(Coordinate annotation entries)
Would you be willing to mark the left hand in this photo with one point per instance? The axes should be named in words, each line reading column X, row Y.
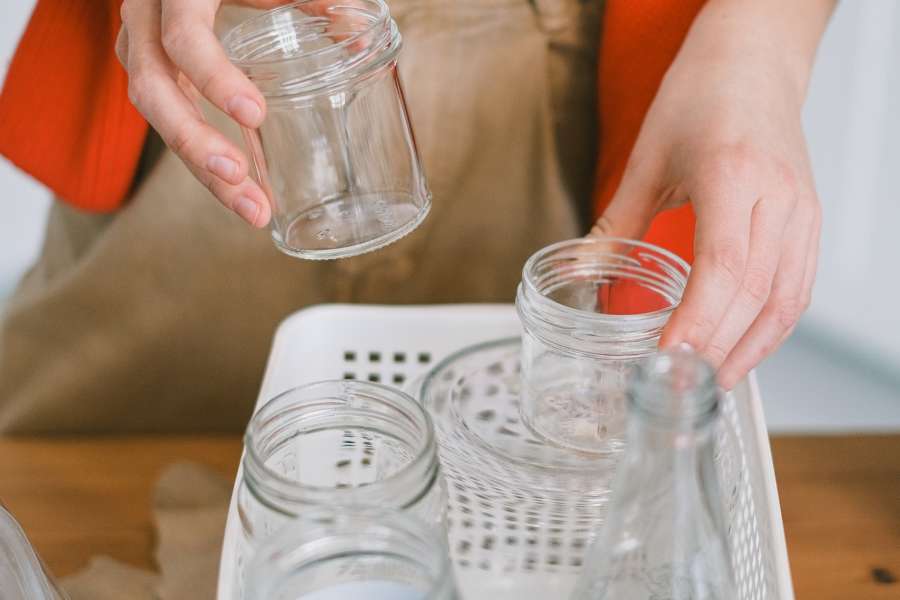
column 724, row 134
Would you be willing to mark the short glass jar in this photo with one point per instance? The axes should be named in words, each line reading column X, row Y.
column 347, row 444
column 336, row 153
column 590, row 309
column 330, row 555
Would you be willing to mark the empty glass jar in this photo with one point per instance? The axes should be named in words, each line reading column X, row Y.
column 346, row 444
column 590, row 308
column 336, row 153
column 331, row 555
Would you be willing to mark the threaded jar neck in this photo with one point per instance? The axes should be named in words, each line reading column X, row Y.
column 603, row 297
column 313, row 47
column 292, row 441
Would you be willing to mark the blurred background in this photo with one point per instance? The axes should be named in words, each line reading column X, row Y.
column 841, row 369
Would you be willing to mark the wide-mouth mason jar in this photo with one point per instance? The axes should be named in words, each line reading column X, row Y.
column 590, row 309
column 336, row 154
column 341, row 443
column 329, row 555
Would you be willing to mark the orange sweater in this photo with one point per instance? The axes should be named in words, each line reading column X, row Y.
column 65, row 117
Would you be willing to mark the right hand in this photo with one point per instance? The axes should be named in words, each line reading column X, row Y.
column 172, row 56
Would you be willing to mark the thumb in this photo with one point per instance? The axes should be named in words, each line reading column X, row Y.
column 632, row 207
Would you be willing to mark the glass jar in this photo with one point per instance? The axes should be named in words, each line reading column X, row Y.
column 330, row 555
column 590, row 309
column 336, row 153
column 338, row 443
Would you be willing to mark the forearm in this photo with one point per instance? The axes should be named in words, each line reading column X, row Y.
column 783, row 34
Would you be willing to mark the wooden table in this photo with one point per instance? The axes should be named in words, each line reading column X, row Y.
column 840, row 498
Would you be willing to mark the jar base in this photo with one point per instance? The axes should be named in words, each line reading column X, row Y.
column 351, row 224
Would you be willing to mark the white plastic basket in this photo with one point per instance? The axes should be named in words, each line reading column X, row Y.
column 393, row 345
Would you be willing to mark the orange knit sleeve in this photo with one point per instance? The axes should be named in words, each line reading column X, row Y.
column 65, row 117
column 640, row 41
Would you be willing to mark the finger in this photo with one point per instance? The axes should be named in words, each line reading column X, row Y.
column 122, row 46
column 788, row 300
column 155, row 92
column 634, row 204
column 246, row 199
column 189, row 41
column 767, row 225
column 721, row 246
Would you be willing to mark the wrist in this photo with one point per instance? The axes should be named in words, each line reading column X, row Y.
column 770, row 38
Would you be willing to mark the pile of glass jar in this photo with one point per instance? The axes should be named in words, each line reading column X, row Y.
column 496, row 480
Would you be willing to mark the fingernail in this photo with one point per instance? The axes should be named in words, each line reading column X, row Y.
column 244, row 110
column 685, row 347
column 247, row 209
column 222, row 166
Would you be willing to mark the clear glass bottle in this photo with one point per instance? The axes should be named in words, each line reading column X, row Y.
column 348, row 444
column 333, row 555
column 590, row 309
column 336, row 153
column 664, row 536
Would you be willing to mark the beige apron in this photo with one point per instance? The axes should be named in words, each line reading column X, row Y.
column 159, row 318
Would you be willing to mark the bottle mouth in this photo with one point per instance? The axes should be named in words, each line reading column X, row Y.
column 349, row 443
column 610, row 295
column 675, row 387
column 359, row 553
column 313, row 46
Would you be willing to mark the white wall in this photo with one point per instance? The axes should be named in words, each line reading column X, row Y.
column 23, row 202
column 852, row 120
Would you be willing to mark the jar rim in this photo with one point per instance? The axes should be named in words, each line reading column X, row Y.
column 322, row 78
column 595, row 317
column 425, row 450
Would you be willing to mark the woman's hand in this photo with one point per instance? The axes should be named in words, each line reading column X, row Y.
column 172, row 54
column 724, row 133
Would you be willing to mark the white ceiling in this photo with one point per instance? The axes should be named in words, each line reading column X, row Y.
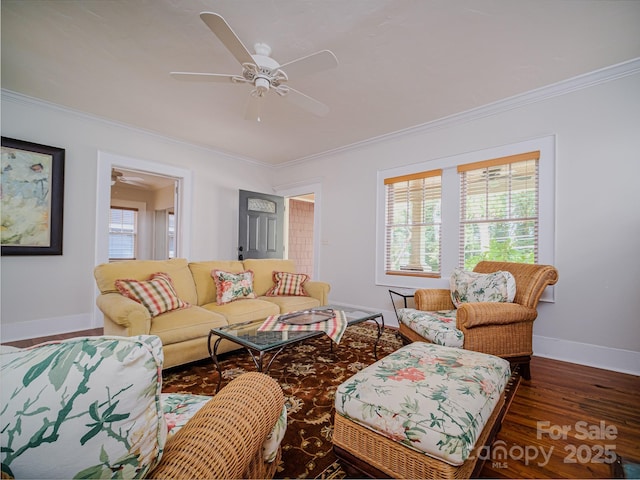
column 402, row 63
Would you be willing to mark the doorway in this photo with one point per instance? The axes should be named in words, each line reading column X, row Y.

= Task objective =
Rewrite all of the lines above, swapping every "one point per instance" for "a single point for each instance" and keeping everything else as it is. Leave the pictures out of your answer.

= Task solution =
Would you be willing to mark the left hand in this photo with a single point for each instance? The axes should be named in words, each line reading column X, row Y.
column 724, row 134
Would you be willing to mark the short glass jar in this photo with a single point for each instance? The axes should be named in words, each line reading column X, row Y.
column 347, row 444
column 336, row 153
column 590, row 309
column 330, row 555
Would you be willing to mark the empty glass jar in this photo with a single point for each instance? The axes should be named in words, each line reading column X, row Y.
column 346, row 444
column 590, row 308
column 336, row 153
column 331, row 555
Would you be willing to mark the threaded jar neck in this photo with a single point for each instance? The axes should be named in words, each line reading column X, row Y.
column 603, row 297
column 313, row 47
column 292, row 441
Would you be willing to mark the blurred background in this photo with a single point for each instance? The axes should be named in words, each line reading column X, row Y.
column 841, row 369
Would you be willing to mark the wide-mouth mason jar in this photo with a single point for each instance? The axes should be named in words, each line reading column X, row Y.
column 590, row 309
column 336, row 154
column 341, row 443
column 329, row 555
Would you be willing to mark the orange sweater in this photo with a single point for each instance? The axes should be named in words, each line reading column X, row Y.
column 65, row 117
Would you be willing to mark the right hand in this photo with a single point for each instance? The axes should be named in words, each line reading column X, row Y.
column 172, row 56
Would you be willing to mark the thumb in this photo with a single point for each instance? The axes should be named in words, each line reading column X, row Y.
column 632, row 207
Would you be willing to mark the glass jar in this photo with a single point for each instance? The axes should be named in words, each line reading column X, row Y.
column 330, row 555
column 590, row 309
column 336, row 153
column 338, row 443
Would you be willing to mark the forearm in this photo with a single point for each instance? The axes should be named in words, each line reading column X, row Y.
column 783, row 34
Would you be willing to mark the wooden table in this photo with a single point for each instance? The axes should be named in words, each line reading column X, row Y.
column 840, row 498
Would you be willing to mark the jar base in this photo with a single point for each instance? The axes should be named in words, each line reading column X, row Y.
column 351, row 224
Would you be willing to mark the white plastic basket in this photo with a single point for each instance? The axes should be named in words, each line reading column X, row Y.
column 393, row 345
Would you be willing to mark the orange knit sleeve in this photo with a single point for each instance? The axes should be named in words, each line reading column X, row Y.
column 65, row 117
column 640, row 41
Would you be willing to mark the finger in this photo with a single point for each instance? The axes should be named in words, each line reading column X, row Y.
column 122, row 46
column 788, row 300
column 155, row 92
column 634, row 204
column 246, row 199
column 189, row 41
column 767, row 225
column 721, row 246
Would you be willing to mark the wrist in this photo with a single point for each instance? The axes should be named in words, each line reading column X, row Y.
column 770, row 38
Would you be willing to mark the pile of glass jar in this photo with a single point for each instance? The axes should be named in words, each line reading column X, row Y.
column 496, row 480
Would you be willing to mark the fingernail in this photo with a single point for each instance? The axes should be named in words, each line reading column X, row Y.
column 244, row 110
column 685, row 347
column 247, row 209
column 222, row 166
Would you be willing to mark the clear glass bottle in this photo with a single point for each instance? The axes should be named in words, each line reading column X, row Y.
column 348, row 444
column 333, row 555
column 590, row 309
column 336, row 153
column 664, row 536
Would you be willing to mark the beige apron in this photo with a single point for each instance? The axes should be named in words, each line reading column X, row Y.
column 159, row 318
Would you be willing to mark the bottle mouth in this photo with a single point for each instance? The axes should be named in words, each line reading column X, row Y.
column 349, row 443
column 610, row 295
column 675, row 387
column 359, row 553
column 313, row 46
Would you be willing to mark the white wall in this photo with a single point for each instance? The axes should be named in words, each line reading column X, row Y.
column 23, row 202
column 852, row 120
Would you be willing to mark the jar rim in this photo with a single point for each instance? The axes should be named in words, each line reading column X, row Y.
column 322, row 78
column 595, row 317
column 425, row 450
Would you be willing to mark the woman's hand in this photo with a single point for each instance? The axes should be named in words, each line reading column X, row Y.
column 172, row 54
column 724, row 133
Would you be willing to mark the white ceiling in this photo with a single point for each instance? The axes should be named in words, each line reading column X, row Y.
column 402, row 63
Would you be willing to mark the doorway in this photo with a single point for each instance? The axes should be named in words, each line reading column X, row Y.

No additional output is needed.